Stored data
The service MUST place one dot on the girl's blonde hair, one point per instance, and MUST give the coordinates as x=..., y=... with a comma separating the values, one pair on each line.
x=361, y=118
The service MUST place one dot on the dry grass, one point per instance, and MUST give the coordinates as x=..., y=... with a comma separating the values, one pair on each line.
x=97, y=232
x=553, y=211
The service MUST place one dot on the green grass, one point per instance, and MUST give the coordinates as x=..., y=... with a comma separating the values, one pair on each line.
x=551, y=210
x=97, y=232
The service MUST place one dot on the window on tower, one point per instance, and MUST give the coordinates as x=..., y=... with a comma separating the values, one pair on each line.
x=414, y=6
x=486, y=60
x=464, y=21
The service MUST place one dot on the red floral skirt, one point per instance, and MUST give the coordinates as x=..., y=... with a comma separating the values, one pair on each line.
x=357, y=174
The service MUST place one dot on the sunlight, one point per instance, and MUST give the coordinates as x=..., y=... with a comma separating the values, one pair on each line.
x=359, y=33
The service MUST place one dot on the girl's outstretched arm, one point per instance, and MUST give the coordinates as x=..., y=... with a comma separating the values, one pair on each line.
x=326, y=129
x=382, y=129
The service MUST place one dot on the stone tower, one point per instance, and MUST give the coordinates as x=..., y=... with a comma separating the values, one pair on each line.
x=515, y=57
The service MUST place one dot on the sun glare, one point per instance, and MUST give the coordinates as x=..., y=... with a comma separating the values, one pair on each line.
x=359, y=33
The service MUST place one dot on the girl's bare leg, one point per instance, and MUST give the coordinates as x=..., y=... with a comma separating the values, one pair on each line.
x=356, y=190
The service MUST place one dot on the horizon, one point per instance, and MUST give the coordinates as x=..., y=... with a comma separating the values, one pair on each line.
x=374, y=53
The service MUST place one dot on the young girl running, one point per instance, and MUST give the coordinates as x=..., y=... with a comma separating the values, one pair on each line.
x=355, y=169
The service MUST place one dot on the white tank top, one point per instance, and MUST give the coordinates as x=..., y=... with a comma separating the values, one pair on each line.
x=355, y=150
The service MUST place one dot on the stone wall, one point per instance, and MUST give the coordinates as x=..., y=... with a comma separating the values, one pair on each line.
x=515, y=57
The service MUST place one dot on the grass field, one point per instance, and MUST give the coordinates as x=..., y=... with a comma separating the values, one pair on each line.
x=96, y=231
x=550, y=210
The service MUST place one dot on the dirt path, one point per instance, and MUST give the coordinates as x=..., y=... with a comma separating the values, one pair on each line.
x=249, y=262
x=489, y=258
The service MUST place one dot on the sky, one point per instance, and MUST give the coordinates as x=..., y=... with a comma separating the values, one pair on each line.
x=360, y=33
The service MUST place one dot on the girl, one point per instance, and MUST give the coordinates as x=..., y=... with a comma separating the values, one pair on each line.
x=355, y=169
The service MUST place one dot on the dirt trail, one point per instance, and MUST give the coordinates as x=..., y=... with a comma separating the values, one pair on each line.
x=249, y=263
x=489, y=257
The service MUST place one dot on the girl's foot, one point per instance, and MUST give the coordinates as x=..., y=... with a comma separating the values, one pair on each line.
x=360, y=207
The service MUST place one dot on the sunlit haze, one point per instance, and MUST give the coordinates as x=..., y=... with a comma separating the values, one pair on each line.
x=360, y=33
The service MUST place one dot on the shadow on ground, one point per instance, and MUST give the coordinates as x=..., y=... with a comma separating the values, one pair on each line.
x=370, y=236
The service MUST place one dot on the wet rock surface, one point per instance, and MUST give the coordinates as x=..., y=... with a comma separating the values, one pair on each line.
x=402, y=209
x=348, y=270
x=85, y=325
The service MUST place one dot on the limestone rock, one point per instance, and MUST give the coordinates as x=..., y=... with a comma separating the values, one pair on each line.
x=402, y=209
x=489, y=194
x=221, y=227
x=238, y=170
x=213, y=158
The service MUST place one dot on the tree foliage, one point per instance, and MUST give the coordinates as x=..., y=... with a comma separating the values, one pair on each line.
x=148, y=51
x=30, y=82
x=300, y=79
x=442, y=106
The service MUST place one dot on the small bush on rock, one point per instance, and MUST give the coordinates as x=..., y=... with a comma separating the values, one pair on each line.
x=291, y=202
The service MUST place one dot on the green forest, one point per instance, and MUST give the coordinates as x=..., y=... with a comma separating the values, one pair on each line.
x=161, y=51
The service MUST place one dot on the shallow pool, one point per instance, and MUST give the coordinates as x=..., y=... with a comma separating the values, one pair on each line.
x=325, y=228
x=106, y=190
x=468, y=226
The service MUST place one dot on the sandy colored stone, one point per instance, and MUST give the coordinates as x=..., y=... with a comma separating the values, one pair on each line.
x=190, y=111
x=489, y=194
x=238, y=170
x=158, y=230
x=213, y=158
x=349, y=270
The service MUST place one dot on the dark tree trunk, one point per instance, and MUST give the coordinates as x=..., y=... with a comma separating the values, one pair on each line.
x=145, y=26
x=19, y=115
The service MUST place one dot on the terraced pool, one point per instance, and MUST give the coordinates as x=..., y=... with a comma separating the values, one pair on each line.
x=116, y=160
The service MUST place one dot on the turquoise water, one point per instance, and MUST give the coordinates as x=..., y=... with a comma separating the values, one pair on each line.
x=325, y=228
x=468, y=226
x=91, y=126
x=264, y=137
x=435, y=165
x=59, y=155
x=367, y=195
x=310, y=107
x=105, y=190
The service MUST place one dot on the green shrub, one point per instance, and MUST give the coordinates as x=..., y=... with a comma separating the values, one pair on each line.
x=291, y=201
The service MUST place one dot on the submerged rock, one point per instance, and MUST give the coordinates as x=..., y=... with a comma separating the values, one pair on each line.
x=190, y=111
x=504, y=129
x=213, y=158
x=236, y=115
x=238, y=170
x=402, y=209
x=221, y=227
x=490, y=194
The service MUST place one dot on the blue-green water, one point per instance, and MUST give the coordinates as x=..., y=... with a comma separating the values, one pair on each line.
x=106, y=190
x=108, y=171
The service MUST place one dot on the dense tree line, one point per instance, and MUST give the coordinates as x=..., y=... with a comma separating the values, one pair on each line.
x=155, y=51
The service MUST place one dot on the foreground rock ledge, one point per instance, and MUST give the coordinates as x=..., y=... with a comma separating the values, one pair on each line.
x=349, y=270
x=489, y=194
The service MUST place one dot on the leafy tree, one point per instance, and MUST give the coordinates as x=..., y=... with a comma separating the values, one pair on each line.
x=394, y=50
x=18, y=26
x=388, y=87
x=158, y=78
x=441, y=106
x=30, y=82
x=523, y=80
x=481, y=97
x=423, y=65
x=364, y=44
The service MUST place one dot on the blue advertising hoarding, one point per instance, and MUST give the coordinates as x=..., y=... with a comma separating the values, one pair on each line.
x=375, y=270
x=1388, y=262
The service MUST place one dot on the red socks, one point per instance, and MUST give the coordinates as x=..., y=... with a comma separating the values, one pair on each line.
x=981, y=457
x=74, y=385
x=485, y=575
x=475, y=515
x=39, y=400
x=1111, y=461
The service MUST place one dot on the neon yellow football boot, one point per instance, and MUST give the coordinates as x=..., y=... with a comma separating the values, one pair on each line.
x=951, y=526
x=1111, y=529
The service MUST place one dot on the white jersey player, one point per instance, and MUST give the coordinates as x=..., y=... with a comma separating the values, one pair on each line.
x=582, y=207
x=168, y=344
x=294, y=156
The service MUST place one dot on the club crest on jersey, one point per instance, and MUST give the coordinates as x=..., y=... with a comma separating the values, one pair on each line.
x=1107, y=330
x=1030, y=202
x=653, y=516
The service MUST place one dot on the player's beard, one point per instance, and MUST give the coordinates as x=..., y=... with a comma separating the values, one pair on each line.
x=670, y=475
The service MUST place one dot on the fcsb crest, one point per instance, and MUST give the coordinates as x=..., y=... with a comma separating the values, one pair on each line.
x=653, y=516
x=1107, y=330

● Goal of the exercise
Rewrite the material above, replacing every occurrence of "one point per instance" with "one point for each instance" and keeping everything else the same.

● Finished exercise
The service MUST place one dot on the girl's blonde hair, one point for each instance, and MUST give the coordinates as x=..., y=... with a comma separating the values, one pair on each line.
x=361, y=118
The service MUST place one dot on the dry grass, one point for each instance, and MUST give the coordinates as x=..., y=... with a comma separating the values, one pair on each line.
x=97, y=232
x=553, y=211
The service MUST place one dot on the green grass, one point for each instance, and MUST give the coordinates as x=..., y=... with a comma separating the values, one pair on each line.
x=551, y=210
x=97, y=232
The service MUST place one dot on the window on tower, one point for each instance, and MUST give the coordinates as x=..., y=... with a comma separating the values, one pair on each line.
x=414, y=6
x=486, y=60
x=464, y=21
The service MUST place one dot on the red floral skirt, one point for each instance, and MUST give the coordinates as x=..., y=... with a comma separating the values, one pair on each line.
x=357, y=174
The service MUST place one dot on the sunlight, one point for each instance, and MUST give the coordinates as x=..., y=... with a comma separating the values, one pair on each line.
x=359, y=33
The service MUST place one dot on the girl's outstretched arm, one point for each instance, and MUST give the coordinates as x=..., y=... with a comma separating the values, one pair on each line.
x=326, y=129
x=382, y=129
The service MUST place one dot on the stone tower, one point for each instance, and MUST give the coordinates as x=..., y=... with a comma separating the values, one pair on each line.
x=515, y=57
The service MUST place one dot on the sun glare, one point for each instance, and MUST give the coordinates as x=..., y=... with a comma separating the values, one pair on each line.
x=359, y=33
The service MUST place one dot on the girl's bare leg, one point for each instance, and MUST give the coordinates as x=..., y=... with a comma separating the values, one pair on each line.
x=356, y=190
The service MUST place one dot on the horizon, one point for each instance, and MUST give the coordinates as x=..., y=... with a comma separating the values, one pair on each line.
x=374, y=53
The service MUST place one dot on the young girl running, one point for each instance, and MUST give the coordinates as x=..., y=... with a comma separating the values, one pair on each line.
x=355, y=169
The service MUST place one dot on the white tank top, one point for each instance, and MUST give the coordinates as x=..., y=... with a comma separating the values, one pair on each line.
x=355, y=150
The service MUST place one dot on the stone wall, one point for each instance, and MUST give the coordinates as x=..., y=... with a comma separating the values, one pair on each line.
x=515, y=57
The service MUST place one dot on the grass field, one point for each instance, and MUST give the coordinates as x=..., y=... with a comma separating the values, one pair on each line.
x=96, y=231
x=550, y=210
The service MUST place one dot on the dirt path, one point for each instance, and MUST give the coordinates as x=..., y=... with a comma separating the values, one pair on each line.
x=249, y=262
x=489, y=258
The service MUST place one dot on the sky, one point for each instance, and MUST give the coordinates as x=..., y=... with a comma separating the values, one pair on each line.
x=360, y=33
The service MUST place one dot on the girl, one point for each instance, and MUST give the coordinates as x=..., y=... with a comma separating the values, one pair on each line.
x=355, y=169
The service MUST place one dot on the dirt trail, one point for each instance, and MUST give the coordinates as x=..., y=... with a comma separating the values, one pair on each line.
x=249, y=263
x=489, y=257
The service MUST place one dot on the girl's foot, one point for each instance, and MUST give the coordinates as x=..., y=... with a comma separating the values, one pair on each line.
x=360, y=207
The service MUST place one dot on the sunlit haze, one point for each instance, and MUST give the coordinates as x=..., y=... with a comma separating the values, one pair on each line.
x=360, y=33
The service MUST place one dot on the shadow on ground, one point for each instance, and MUST give the coordinates as x=..., y=... with a comma separating the values, one pair on each line.
x=370, y=236
The service MUST place one dot on the wet rock surface, one point for each instance, and MUST give the coordinates as x=..., y=... with a comma separating the values, one pair on each line.
x=402, y=209
x=348, y=270
x=85, y=325
The service MUST place one dot on the limestone rock, one point for each instance, and MUST give the coordinates as x=..., y=... with a comma separating the values, one pair on each line.
x=402, y=209
x=489, y=194
x=221, y=227
x=238, y=170
x=213, y=158
The service MUST place one dot on the tree foliage, one point for each instance, and MUST give the coordinates as x=..., y=... with a comma separating the values, one pair on each line.
x=148, y=51
x=30, y=82
x=300, y=79
x=442, y=106
The service MUST place one dot on the small bush on rock, one point for each instance, and MUST give the coordinates as x=..., y=... with a comma separating the values, one pair on each line.
x=291, y=202
The service MUST place one dot on the green forest, one point for each instance, and MUST give the coordinates as x=..., y=... with a comma separating the values, one pair on each line.
x=161, y=51
The service MUST place one dot on the shallow pool, one point for each instance, and MUST give the coordinates as x=..., y=... with a comma separating the values, one pair on each line.
x=325, y=228
x=106, y=190
x=468, y=226
The service MUST place one dot on the sandy colored stone, one point for each instance, and MUST give the coordinates as x=..., y=... with a comma separating the values, one pair on each line.
x=190, y=111
x=489, y=194
x=238, y=170
x=158, y=230
x=213, y=158
x=349, y=270
The service MUST place one dot on the dark tree trunk, one point for each instance, and MUST give the coordinates as x=..., y=... with a comma separating the values, one pair on each line.
x=145, y=26
x=19, y=115
The service MUST place one dot on the terraced pool, one point for each instance, and MUST give the coordinates as x=..., y=... with a comma separating the values, one pair on each line.
x=116, y=160
The service MUST place one dot on the turquoise water, one point for each instance, and MUST give the coordinates as x=..., y=... with a comma separating the values, one pair on each line.
x=325, y=228
x=468, y=226
x=91, y=126
x=264, y=137
x=435, y=165
x=59, y=155
x=367, y=195
x=310, y=107
x=105, y=190
The service MUST place one dot on the green shrub, one point for each instance, and MUST give the coordinates as x=..., y=... with a comma separating the values, one pair on each line.
x=291, y=201
The service MUST place one dot on the submerged rock, one point for each instance, and MUST give the coordinates as x=..., y=... with a comma separating the values, one pair on each line.
x=190, y=111
x=504, y=129
x=213, y=158
x=236, y=115
x=238, y=170
x=402, y=209
x=221, y=227
x=490, y=194
The service MUST place one dot on the blue-green water, one point for each instance, and MUST give the coordinates as x=..., y=... with a comma separating the values, one pair on each line.
x=106, y=190
x=108, y=171
The service MUST place one dot on the dense tree line, one point for each instance, and MUST give the coordinates as x=..., y=... with a comma separating the values, one pair on each line.
x=155, y=51
The service MUST place one dot on the foreground rock ledge, one point for each instance, and MUST give the coordinates as x=..., y=... with a comma separating the values, one pair on each line.
x=349, y=270
x=489, y=194
The service MUST place one dot on the leafy tree, one point for each instance, and MUST give the coordinates as x=..., y=... with a comma separating the values, one pair on each line.
x=394, y=50
x=18, y=26
x=388, y=87
x=158, y=78
x=441, y=106
x=30, y=82
x=523, y=80
x=481, y=97
x=423, y=65
x=364, y=44
The service MUST place one dot on the blue advertising hoarding, one point for each instance, and MUST give the coordinates as x=..., y=... with a comma separating the values, one pair on each line.
x=375, y=270
x=1388, y=262
The service MUST place one dot on the red socks, one point for each instance, and MUST give the coordinates as x=..., y=... with a comma separating the values, one pair on each line.
x=981, y=457
x=74, y=385
x=485, y=575
x=475, y=515
x=39, y=400
x=1111, y=461
The service MUST place one dot on the neon yellow football boot, one point for each instance, and MUST give the coordinates as x=..., y=... with a comma separating the values, one pair on each line.
x=951, y=526
x=1111, y=529
The service MUST place one dot on the white jersey player, one point for each instance, and MUST give the coordinates as x=..., y=... with a comma separating the values, one pair on each line.
x=582, y=207
x=168, y=344
x=294, y=156
The service MUST place one dot on the club crest on jersey, one point for each instance, and MUST give the coordinates as x=..., y=... with a comma separating the values, one pair on each line.
x=1107, y=330
x=1030, y=202
x=653, y=516
The service MUST place one dot on the player's beard, one point for each instance, and MUST give the coordinates as x=..., y=... with a comma separating the values, one pair on each line.
x=670, y=475
The service MUST place one dot on the fcsb crest, one point for each instance, and MUST give the coordinates as x=..., y=... with a comma separating the values, one pair on each line.
x=653, y=516
x=1107, y=330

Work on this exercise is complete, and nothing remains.